→ Text shown:
It’s a beautiful day for a Dress Rehearsal; Let’s sing two!

A running diary of the first ever double-final-dress-rehearsal day in Met Opera history (or at least that anyone can remember!)

Scenes from Carmen & Rigoletto. Photos: Ken Howard/Met Opera

Scenes from Carmen & Rigoletto. Photos: Ken Howard/Met Opera

There are two season premieres at the Metropolitan Opera this week: Carmen on Thursday (1/19) and Rigoletto on Friday (1/20). Back-to-back openings? Pretty unusual! But what it took to prepare for them was even more unusual. On Monday (1/16) the Met had no public performance in the evening. However, that doesn't mean all was quiet; in the morning was the final dress rehearsal for Carmen and, in the evening, Rigoletto. Two final dress rehearsals in one day! As far as I could discover that had never happened before! For the occasion I decided to keep a running diary of the day 1 . So, without further ado:

Part the First: Carmen Final Dress Rehearsal

10:00 a.m. EST - The calm before the storm. Time for a cup of tea 2 , breakfast, and a chance to read through final notes from the director.

10:02 - That was enough relaxing! Let’s get this costume on! First up: a bored and somewhat lascivious 3 soldier in Seville.

10:17 - Dressed and ready to go. Wait, what do you mean the rehearsal isn’t started yet? All right! Thirteen more minutes to finish my tea!

10:27 - Called to stage… I’ll check back in after the scene!

11:01 - Back in the dressing room. To recap: the soldiers were very unhelpful to Michaela, the factory girls sang a very beautiful chorus, Carmen did her sexy Habanara thing then met Don José. Somehow I don’t think this relationship is going to end well.

11:02 - No more soldier for me (until Act 4). Costume change to gypsy with a great hat.

→ Listed entries:
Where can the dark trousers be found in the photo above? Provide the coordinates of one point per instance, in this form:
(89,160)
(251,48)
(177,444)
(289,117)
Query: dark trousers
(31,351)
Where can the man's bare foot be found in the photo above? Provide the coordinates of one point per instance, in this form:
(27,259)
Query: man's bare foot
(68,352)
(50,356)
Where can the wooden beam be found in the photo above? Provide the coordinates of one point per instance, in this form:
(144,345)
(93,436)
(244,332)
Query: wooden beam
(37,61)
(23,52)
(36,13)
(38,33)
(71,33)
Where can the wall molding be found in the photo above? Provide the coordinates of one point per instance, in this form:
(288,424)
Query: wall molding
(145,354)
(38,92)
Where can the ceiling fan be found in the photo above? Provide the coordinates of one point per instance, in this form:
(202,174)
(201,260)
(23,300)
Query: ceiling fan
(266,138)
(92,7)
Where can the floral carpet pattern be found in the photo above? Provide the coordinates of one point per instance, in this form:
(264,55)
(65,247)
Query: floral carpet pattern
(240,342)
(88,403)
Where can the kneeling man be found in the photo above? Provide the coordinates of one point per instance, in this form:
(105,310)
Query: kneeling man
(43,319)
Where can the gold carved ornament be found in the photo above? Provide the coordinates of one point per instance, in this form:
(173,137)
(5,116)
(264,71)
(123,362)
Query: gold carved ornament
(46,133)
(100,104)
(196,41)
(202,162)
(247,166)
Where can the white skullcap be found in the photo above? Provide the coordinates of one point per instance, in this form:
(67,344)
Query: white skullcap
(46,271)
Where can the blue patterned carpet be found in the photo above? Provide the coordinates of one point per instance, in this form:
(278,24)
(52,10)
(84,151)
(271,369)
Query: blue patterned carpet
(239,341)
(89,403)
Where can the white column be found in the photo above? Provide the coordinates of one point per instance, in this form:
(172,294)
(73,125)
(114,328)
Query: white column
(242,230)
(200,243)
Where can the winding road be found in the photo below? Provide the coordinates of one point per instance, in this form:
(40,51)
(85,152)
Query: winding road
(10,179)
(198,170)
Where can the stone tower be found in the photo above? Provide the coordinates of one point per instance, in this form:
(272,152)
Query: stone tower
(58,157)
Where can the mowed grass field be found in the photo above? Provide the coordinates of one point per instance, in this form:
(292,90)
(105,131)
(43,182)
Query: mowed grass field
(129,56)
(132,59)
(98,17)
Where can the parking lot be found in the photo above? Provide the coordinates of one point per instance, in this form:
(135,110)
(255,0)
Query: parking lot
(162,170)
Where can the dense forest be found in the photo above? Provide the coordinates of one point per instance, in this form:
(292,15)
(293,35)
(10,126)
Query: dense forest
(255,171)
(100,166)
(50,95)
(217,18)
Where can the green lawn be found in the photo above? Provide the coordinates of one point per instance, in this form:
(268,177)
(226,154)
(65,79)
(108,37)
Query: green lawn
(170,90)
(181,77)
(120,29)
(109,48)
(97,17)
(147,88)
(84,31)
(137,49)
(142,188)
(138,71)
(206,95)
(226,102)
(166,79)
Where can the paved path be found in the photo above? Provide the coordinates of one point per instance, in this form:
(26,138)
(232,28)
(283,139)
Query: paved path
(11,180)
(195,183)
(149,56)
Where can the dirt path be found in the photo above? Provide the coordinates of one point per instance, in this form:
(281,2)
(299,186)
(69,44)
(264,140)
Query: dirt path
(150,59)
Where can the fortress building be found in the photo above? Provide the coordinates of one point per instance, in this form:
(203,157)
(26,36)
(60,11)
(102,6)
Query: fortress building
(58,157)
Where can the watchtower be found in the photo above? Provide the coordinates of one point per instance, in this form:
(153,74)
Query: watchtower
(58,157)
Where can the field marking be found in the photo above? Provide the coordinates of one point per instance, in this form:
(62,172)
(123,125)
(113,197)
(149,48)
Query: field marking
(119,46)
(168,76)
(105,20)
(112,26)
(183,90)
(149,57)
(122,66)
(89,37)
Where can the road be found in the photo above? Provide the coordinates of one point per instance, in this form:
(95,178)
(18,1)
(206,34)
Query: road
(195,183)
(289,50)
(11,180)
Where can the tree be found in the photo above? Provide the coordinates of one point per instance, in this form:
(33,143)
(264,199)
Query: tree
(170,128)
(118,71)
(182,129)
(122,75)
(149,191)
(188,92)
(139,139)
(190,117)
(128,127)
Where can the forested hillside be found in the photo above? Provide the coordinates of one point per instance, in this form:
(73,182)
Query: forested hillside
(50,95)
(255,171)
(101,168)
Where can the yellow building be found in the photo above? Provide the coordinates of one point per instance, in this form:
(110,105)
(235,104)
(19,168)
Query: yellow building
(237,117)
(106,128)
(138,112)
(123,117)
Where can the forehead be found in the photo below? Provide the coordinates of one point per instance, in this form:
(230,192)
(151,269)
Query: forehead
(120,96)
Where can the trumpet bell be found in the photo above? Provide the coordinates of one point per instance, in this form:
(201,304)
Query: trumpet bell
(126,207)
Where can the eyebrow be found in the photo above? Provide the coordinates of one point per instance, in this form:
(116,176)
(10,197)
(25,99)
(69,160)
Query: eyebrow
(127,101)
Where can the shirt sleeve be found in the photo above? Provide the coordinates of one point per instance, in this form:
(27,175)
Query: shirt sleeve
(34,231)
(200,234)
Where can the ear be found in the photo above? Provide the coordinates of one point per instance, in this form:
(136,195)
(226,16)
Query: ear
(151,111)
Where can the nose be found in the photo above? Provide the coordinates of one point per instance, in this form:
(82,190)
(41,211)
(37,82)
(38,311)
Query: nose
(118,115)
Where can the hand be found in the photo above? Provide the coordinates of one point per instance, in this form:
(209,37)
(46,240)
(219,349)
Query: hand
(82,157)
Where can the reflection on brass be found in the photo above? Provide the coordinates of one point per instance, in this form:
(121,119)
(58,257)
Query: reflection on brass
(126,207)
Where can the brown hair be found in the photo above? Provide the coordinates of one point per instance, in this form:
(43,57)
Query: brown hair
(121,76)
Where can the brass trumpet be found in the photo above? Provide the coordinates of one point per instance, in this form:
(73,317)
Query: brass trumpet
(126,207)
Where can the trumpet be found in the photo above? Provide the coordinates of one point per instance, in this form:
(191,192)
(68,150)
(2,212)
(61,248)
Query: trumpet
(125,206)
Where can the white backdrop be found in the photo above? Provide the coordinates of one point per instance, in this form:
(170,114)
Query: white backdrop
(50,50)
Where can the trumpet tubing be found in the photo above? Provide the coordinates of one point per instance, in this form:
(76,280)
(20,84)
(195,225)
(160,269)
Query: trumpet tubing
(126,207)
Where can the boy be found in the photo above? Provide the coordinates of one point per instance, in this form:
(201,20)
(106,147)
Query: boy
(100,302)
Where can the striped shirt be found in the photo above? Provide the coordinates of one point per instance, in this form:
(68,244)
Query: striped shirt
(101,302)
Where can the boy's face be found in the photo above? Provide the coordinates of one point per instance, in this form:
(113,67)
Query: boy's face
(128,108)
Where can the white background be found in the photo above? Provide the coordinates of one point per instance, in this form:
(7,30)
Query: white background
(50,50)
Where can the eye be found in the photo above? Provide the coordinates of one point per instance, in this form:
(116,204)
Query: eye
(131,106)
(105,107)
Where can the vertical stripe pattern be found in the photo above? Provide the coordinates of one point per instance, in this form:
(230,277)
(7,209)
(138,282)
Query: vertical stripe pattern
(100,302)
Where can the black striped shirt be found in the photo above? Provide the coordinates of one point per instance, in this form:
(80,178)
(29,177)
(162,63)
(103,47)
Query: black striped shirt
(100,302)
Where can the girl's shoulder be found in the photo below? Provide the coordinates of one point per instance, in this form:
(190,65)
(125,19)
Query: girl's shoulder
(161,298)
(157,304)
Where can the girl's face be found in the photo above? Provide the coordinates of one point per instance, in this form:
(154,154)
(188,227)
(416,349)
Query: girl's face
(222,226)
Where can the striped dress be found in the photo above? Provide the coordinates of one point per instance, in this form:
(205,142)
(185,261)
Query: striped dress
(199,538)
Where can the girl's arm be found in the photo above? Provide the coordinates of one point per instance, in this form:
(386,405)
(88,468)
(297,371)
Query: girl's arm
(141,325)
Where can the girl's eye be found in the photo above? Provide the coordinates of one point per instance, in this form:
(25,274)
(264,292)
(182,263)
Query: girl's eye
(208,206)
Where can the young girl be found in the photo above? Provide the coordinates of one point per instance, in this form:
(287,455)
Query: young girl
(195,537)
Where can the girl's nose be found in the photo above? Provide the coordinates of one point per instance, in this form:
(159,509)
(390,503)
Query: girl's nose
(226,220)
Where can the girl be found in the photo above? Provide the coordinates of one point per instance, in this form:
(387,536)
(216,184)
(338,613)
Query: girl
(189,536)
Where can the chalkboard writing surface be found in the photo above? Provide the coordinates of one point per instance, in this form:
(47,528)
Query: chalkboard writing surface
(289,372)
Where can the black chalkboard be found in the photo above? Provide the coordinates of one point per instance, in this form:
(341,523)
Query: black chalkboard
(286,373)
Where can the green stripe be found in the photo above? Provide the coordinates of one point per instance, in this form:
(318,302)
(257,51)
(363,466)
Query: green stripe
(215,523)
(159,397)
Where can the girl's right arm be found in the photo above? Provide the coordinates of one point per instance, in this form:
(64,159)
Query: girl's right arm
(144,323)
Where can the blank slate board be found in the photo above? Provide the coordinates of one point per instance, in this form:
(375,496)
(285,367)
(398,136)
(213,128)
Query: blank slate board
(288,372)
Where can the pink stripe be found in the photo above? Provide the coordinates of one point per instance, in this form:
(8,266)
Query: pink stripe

→ What needs to be done:
Answer these questions from the rehearsal diary:
1. Which opera has its season premiere on Thursday (1/19)?
2. At what time does the diary say the writer was called to stage?
3. What costume does the writer change into at 11:02?
The material has no connection to the rehearsal diary.

→ Expected output:
1. Carmen
2. 10:27
3. A gypsy costume with a great hat